### To be done
Output the lines of the listing below exactly as they appear, from the line with "the mud ridge" through the line with "of the exposed", including both of those lines.

### Stored items from a collection

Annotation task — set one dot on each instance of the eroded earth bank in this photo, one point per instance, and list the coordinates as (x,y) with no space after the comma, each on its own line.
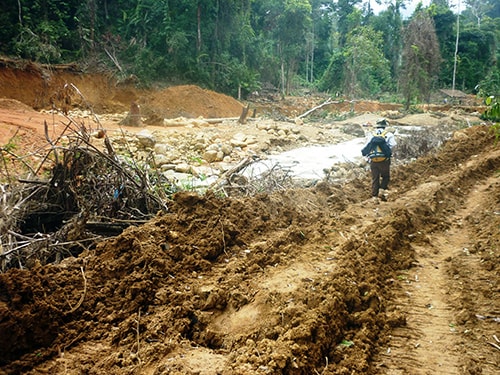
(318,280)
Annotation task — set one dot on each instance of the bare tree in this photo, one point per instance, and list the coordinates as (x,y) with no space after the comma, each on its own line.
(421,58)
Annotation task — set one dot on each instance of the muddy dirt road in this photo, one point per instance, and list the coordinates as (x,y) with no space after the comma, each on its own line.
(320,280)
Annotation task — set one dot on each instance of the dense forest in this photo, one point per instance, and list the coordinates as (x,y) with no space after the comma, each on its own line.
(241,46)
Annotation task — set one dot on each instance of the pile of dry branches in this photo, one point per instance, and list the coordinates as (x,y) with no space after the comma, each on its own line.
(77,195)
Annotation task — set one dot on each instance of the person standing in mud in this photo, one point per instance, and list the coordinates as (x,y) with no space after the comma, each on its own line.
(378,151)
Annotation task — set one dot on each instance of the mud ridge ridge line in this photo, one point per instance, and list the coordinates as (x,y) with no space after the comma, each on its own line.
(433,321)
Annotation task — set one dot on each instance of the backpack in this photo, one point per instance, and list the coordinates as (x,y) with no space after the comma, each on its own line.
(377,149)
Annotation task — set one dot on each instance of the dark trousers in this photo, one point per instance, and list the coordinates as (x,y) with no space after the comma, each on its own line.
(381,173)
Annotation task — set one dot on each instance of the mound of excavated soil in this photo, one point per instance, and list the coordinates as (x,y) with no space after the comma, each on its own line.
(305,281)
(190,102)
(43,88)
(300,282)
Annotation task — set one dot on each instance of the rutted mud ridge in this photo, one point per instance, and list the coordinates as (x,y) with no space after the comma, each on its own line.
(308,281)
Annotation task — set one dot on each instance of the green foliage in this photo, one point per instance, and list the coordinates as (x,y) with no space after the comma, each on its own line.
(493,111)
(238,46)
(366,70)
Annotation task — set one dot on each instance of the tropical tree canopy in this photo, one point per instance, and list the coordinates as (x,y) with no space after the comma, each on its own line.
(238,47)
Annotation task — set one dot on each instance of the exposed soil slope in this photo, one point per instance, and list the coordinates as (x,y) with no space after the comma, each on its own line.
...
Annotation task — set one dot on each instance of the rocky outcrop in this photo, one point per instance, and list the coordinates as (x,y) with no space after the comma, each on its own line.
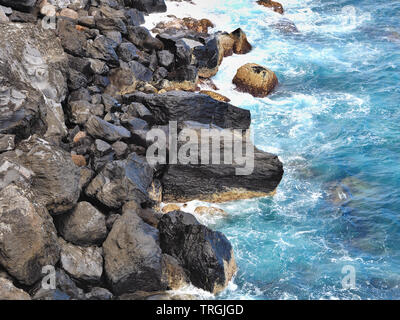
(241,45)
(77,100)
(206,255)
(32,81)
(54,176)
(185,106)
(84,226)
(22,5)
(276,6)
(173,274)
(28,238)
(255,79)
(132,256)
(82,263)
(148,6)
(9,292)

### Finished exercise
Annotation task — set one dot on each instance of the mud ridge ridge line in this photo, one point per instance, and list the coordinates as (x,y) with no space after the comma, each on its own line.
(433,321)
Annotation task — set one dot on each instance of the backpack in this photo, one point per instance, and list the coordinates as (x,y) with no space after the comma, each on its own line.
(377,149)
Annotation task — set one dot on each instance of the dark trousers in this photo, one point per instance, and list the coordinates as (x,y) with no space after the comma, each on its own line.
(381,173)
Annotation task — set one dot on each instance of the mound of excavated soil in this photo, one point per instance, and list the coordinates as (x,y) with no space after the comma, each on its own line.
(305,281)
(190,102)
(43,88)
(300,282)
Annotation task — set one dot on each instance of the rutted mud ridge in this photo, one point per instance, and list the coordinates as (x,y) with no space after the comma, each on its own line.
(308,281)
Annotation task — set one dot on each instance of the green foliage in this photo, one point per instance, and list the coordinates as (x,y) with no space after the comma, each on its own line.
(493,111)
(238,46)
(366,70)
Annotation task — set one dot on each instance of the tropical tree canopy in this photo, one point per instance, and list the coordinates as (x,y) with no space after the comma, each on its own line.
(238,47)
Annotation task — set one dot on each instance of the exposed soil slope in this photo, one point per instance, and list the coordinates as (x,y) with no space after the comma, each on its own line.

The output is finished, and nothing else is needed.